Update the entries starting at the line containing "Point to the rustic" and ending at the line containing "[(1092, 636), (754, 661)]", replacing each "one dot per instance" with "one point per object" and leaving everything else unchanged. Output only those lines.

####

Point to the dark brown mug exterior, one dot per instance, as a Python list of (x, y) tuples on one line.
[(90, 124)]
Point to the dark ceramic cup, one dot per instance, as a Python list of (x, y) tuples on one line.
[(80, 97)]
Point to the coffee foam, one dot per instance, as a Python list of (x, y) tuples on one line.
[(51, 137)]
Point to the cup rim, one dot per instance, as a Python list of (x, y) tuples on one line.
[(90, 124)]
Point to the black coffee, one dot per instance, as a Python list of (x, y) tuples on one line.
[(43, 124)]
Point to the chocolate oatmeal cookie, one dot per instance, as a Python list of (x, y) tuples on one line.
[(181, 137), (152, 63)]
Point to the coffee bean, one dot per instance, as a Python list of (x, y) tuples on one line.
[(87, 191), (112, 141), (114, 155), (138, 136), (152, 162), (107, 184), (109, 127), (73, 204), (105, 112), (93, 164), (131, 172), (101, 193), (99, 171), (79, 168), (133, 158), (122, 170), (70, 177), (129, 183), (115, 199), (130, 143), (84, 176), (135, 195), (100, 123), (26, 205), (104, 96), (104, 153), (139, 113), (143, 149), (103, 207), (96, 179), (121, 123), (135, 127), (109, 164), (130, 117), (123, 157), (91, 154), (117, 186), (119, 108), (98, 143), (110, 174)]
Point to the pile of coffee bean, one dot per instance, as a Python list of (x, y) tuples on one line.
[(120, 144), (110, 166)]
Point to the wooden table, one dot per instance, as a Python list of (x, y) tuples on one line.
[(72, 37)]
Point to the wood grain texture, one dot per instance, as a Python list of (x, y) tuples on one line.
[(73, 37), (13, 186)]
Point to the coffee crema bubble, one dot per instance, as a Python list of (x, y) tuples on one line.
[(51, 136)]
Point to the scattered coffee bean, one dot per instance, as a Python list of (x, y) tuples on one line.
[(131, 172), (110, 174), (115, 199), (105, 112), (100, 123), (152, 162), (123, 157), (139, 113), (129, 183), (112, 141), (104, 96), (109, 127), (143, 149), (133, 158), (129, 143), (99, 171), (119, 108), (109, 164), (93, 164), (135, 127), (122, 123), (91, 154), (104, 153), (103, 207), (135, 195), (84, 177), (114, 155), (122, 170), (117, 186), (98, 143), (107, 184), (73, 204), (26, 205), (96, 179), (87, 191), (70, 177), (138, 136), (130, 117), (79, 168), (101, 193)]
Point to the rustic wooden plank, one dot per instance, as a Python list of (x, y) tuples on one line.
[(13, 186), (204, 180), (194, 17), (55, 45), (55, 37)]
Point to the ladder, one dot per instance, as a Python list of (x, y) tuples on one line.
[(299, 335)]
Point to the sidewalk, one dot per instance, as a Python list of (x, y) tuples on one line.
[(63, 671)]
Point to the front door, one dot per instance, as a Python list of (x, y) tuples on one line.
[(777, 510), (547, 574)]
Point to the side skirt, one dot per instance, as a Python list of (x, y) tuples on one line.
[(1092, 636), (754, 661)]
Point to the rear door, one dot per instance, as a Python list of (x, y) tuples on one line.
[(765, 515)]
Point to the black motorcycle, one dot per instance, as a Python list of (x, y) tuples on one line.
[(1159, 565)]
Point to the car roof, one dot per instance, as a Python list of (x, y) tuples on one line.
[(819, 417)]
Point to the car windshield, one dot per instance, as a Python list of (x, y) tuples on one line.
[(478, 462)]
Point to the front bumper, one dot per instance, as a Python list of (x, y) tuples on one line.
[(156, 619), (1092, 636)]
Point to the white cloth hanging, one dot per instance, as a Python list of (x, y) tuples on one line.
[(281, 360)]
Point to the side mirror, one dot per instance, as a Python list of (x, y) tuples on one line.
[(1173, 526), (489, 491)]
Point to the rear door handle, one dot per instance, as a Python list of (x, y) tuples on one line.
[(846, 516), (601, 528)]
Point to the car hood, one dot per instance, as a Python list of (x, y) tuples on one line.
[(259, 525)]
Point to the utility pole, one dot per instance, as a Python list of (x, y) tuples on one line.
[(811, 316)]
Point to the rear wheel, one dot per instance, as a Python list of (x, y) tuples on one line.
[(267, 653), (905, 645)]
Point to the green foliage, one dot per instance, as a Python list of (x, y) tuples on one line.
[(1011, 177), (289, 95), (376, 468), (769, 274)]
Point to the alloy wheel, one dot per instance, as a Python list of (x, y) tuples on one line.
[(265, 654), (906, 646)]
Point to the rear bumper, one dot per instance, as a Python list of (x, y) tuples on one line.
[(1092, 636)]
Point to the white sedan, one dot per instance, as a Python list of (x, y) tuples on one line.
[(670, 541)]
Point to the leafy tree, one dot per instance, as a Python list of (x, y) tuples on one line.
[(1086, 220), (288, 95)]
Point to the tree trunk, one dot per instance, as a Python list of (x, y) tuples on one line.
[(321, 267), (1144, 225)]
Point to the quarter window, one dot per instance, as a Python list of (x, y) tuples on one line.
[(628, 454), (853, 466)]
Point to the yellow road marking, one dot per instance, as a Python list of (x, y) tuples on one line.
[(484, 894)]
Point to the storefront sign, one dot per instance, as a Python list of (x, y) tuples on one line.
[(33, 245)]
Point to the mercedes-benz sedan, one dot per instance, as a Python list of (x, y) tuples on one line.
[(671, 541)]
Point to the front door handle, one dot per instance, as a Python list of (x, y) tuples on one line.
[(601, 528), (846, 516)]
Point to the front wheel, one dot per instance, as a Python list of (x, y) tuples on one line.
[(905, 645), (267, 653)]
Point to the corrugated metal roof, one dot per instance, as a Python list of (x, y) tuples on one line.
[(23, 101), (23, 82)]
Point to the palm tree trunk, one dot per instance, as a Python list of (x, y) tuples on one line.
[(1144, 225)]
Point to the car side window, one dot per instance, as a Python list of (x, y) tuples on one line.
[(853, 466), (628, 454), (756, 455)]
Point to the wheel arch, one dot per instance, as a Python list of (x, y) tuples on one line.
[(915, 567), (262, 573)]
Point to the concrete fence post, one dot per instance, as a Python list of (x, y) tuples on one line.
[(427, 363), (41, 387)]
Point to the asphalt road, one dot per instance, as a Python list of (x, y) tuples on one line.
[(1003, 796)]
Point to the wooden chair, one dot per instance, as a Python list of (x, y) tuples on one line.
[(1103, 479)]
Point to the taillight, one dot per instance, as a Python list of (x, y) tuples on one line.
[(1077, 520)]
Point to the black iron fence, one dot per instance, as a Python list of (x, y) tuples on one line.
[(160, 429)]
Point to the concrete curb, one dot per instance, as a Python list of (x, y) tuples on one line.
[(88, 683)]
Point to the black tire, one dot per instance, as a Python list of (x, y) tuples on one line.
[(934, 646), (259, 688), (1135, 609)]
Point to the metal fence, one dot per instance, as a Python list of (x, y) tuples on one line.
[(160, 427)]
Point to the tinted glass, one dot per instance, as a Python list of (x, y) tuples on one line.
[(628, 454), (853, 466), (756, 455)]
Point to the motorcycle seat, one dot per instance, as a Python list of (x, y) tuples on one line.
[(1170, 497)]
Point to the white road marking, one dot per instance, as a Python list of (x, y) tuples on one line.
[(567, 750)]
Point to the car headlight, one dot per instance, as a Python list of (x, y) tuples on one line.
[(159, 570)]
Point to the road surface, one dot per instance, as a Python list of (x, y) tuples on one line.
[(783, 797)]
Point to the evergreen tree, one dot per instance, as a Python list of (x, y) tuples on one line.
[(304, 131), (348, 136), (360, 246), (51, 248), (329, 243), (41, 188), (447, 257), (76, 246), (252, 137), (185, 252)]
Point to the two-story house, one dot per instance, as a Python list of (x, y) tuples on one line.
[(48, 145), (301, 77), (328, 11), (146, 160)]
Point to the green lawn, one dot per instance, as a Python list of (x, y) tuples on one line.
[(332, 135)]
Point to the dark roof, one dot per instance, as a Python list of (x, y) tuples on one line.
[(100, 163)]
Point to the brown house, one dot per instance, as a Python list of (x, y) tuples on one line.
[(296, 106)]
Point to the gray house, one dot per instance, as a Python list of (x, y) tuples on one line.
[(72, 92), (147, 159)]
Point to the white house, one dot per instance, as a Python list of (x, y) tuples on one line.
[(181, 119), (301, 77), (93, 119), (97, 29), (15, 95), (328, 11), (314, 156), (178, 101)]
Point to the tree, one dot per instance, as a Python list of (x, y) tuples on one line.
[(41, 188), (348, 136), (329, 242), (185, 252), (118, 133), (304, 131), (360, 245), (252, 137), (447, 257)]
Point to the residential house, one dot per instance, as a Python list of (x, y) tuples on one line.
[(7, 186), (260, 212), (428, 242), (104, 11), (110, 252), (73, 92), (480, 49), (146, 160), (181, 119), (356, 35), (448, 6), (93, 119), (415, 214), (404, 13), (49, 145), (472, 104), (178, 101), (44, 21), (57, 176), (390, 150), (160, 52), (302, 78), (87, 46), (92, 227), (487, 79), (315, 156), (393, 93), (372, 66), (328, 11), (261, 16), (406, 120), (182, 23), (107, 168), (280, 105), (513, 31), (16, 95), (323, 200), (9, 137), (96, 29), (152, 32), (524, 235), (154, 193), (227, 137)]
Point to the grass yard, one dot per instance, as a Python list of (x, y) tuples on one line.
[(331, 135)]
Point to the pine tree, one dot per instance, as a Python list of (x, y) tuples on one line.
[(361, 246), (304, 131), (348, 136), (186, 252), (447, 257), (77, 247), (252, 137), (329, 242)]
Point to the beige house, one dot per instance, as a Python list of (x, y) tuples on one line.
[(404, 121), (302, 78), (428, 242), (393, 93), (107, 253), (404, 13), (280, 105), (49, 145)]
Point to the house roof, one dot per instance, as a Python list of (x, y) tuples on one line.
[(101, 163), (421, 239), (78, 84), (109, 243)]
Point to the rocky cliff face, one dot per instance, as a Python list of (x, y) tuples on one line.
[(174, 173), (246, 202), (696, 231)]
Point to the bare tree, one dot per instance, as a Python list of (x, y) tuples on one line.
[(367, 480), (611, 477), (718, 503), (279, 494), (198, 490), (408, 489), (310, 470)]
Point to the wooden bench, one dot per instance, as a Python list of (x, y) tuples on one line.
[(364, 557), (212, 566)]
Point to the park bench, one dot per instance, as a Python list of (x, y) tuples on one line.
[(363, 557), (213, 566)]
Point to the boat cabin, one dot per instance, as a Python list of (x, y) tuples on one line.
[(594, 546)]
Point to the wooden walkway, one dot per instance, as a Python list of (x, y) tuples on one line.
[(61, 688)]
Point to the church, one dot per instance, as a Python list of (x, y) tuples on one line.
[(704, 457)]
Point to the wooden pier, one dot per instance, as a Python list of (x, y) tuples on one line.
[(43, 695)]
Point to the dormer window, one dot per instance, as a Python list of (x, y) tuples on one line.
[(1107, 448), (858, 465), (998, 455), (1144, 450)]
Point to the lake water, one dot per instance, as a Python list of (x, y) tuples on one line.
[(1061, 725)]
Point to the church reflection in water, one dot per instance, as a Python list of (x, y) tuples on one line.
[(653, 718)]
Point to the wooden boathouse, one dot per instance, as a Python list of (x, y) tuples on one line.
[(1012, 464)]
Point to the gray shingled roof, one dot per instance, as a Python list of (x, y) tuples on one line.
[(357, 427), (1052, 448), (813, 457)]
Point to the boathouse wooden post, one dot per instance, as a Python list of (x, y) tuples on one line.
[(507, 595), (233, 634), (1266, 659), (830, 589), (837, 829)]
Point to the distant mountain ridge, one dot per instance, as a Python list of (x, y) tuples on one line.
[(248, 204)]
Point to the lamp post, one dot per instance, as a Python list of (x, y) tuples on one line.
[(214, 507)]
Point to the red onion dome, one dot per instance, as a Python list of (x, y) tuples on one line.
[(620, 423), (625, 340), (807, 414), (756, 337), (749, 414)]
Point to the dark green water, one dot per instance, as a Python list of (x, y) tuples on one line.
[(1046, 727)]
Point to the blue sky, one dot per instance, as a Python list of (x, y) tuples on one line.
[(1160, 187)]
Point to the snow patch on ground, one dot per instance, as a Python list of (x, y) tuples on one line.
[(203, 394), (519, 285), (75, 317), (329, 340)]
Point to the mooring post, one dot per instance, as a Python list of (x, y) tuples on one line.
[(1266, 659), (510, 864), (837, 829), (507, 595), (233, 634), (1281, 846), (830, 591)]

####

THE ANSWER:
Point to the rustic wooden plank, one point per object, as a Python list of (x, y) tuples on one line.
[(13, 186), (204, 180), (194, 17), (55, 45), (55, 37)]
Point to the ladder, one point per object, as a Python list of (x, y) tuples on one line.
[(299, 335)]
Point to the sidewalk, one point per object, as a Python list of (x, y) tuples on one line.
[(63, 671)]
Point to the front door, one point per object, as a Python list of (x, y) tuples on one line.
[(777, 510), (547, 574)]
Point to the side skirt, one point per object, as a Python list of (x, y) tuples on one line.
[(1092, 636), (754, 661)]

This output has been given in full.